-- Start --
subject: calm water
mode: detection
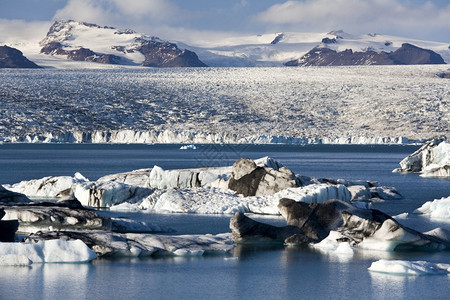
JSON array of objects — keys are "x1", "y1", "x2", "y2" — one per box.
[{"x1": 0, "y1": 144, "x2": 450, "y2": 299}]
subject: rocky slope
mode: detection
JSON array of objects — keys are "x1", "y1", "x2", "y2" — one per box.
[
  {"x1": 0, "y1": 46, "x2": 39, "y2": 69},
  {"x1": 39, "y1": 21, "x2": 206, "y2": 67},
  {"x1": 285, "y1": 39, "x2": 445, "y2": 67},
  {"x1": 0, "y1": 64, "x2": 450, "y2": 144}
]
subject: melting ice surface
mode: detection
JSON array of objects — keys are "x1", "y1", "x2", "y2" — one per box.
[
  {"x1": 369, "y1": 259, "x2": 450, "y2": 275},
  {"x1": 0, "y1": 240, "x2": 97, "y2": 265},
  {"x1": 0, "y1": 144, "x2": 450, "y2": 299}
]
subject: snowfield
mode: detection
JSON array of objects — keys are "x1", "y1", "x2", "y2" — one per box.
[{"x1": 0, "y1": 65, "x2": 450, "y2": 144}]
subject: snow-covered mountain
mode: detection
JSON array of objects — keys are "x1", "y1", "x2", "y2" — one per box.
[
  {"x1": 39, "y1": 21, "x2": 206, "y2": 67},
  {"x1": 183, "y1": 30, "x2": 450, "y2": 66},
  {"x1": 0, "y1": 46, "x2": 39, "y2": 69},
  {"x1": 0, "y1": 21, "x2": 450, "y2": 69}
]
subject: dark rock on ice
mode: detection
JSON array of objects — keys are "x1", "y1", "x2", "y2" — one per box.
[
  {"x1": 228, "y1": 158, "x2": 300, "y2": 197},
  {"x1": 285, "y1": 40, "x2": 445, "y2": 66},
  {"x1": 0, "y1": 185, "x2": 31, "y2": 205},
  {"x1": 40, "y1": 20, "x2": 206, "y2": 67},
  {"x1": 230, "y1": 198, "x2": 450, "y2": 251},
  {"x1": 389, "y1": 43, "x2": 445, "y2": 65},
  {"x1": 26, "y1": 230, "x2": 234, "y2": 257},
  {"x1": 41, "y1": 42, "x2": 121, "y2": 64},
  {"x1": 230, "y1": 212, "x2": 302, "y2": 242},
  {"x1": 0, "y1": 46, "x2": 40, "y2": 69},
  {"x1": 3, "y1": 202, "x2": 112, "y2": 232},
  {"x1": 0, "y1": 208, "x2": 19, "y2": 242},
  {"x1": 136, "y1": 38, "x2": 206, "y2": 68},
  {"x1": 394, "y1": 139, "x2": 450, "y2": 177}
]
-- End --
● **Work to do**
Do not copy the pictures, but repeat every line exactly.

● **Written reply**
subject: calm water
mode: detection
JSON array of objects — keys are "x1", "y1", "x2", "y2" — one per box.
[{"x1": 0, "y1": 144, "x2": 450, "y2": 299}]
subject: rocky slope
mode: detection
JSON array of objects — keys are "x1", "y1", "x2", "y2" — one per box.
[
  {"x1": 0, "y1": 46, "x2": 39, "y2": 69},
  {"x1": 39, "y1": 21, "x2": 206, "y2": 67},
  {"x1": 285, "y1": 39, "x2": 445, "y2": 67},
  {"x1": 0, "y1": 64, "x2": 450, "y2": 144}
]
subject: melting ice surface
mode: detection
JSON array of objects — keys are "x1", "y1", "x2", "y2" — one per box.
[
  {"x1": 369, "y1": 259, "x2": 450, "y2": 275},
  {"x1": 0, "y1": 240, "x2": 97, "y2": 265},
  {"x1": 0, "y1": 144, "x2": 450, "y2": 299}
]
subject: snowfield
mode: detection
JSON array of objects — keys are "x1", "y1", "x2", "y2" — one per box.
[{"x1": 0, "y1": 65, "x2": 450, "y2": 144}]
subject: snow-covered mountain
mode: detection
JSON array of objects — keys are "x1", "y1", "x2", "y2" — one per box.
[
  {"x1": 39, "y1": 21, "x2": 206, "y2": 67},
  {"x1": 183, "y1": 30, "x2": 450, "y2": 66},
  {"x1": 0, "y1": 46, "x2": 39, "y2": 69},
  {"x1": 0, "y1": 21, "x2": 450, "y2": 69}
]
subject: dark rock on ice
mode: detection
JSON array of objects — keys are "x1", "y1", "x2", "y2" — one per box.
[
  {"x1": 228, "y1": 158, "x2": 300, "y2": 197},
  {"x1": 285, "y1": 40, "x2": 445, "y2": 66},
  {"x1": 0, "y1": 185, "x2": 31, "y2": 205},
  {"x1": 40, "y1": 20, "x2": 206, "y2": 67},
  {"x1": 230, "y1": 198, "x2": 450, "y2": 251},
  {"x1": 389, "y1": 43, "x2": 445, "y2": 65},
  {"x1": 26, "y1": 230, "x2": 234, "y2": 257},
  {"x1": 41, "y1": 42, "x2": 121, "y2": 64},
  {"x1": 230, "y1": 212, "x2": 302, "y2": 242},
  {"x1": 0, "y1": 46, "x2": 40, "y2": 69},
  {"x1": 3, "y1": 202, "x2": 112, "y2": 232},
  {"x1": 0, "y1": 208, "x2": 19, "y2": 242},
  {"x1": 136, "y1": 38, "x2": 206, "y2": 68},
  {"x1": 394, "y1": 139, "x2": 450, "y2": 177}
]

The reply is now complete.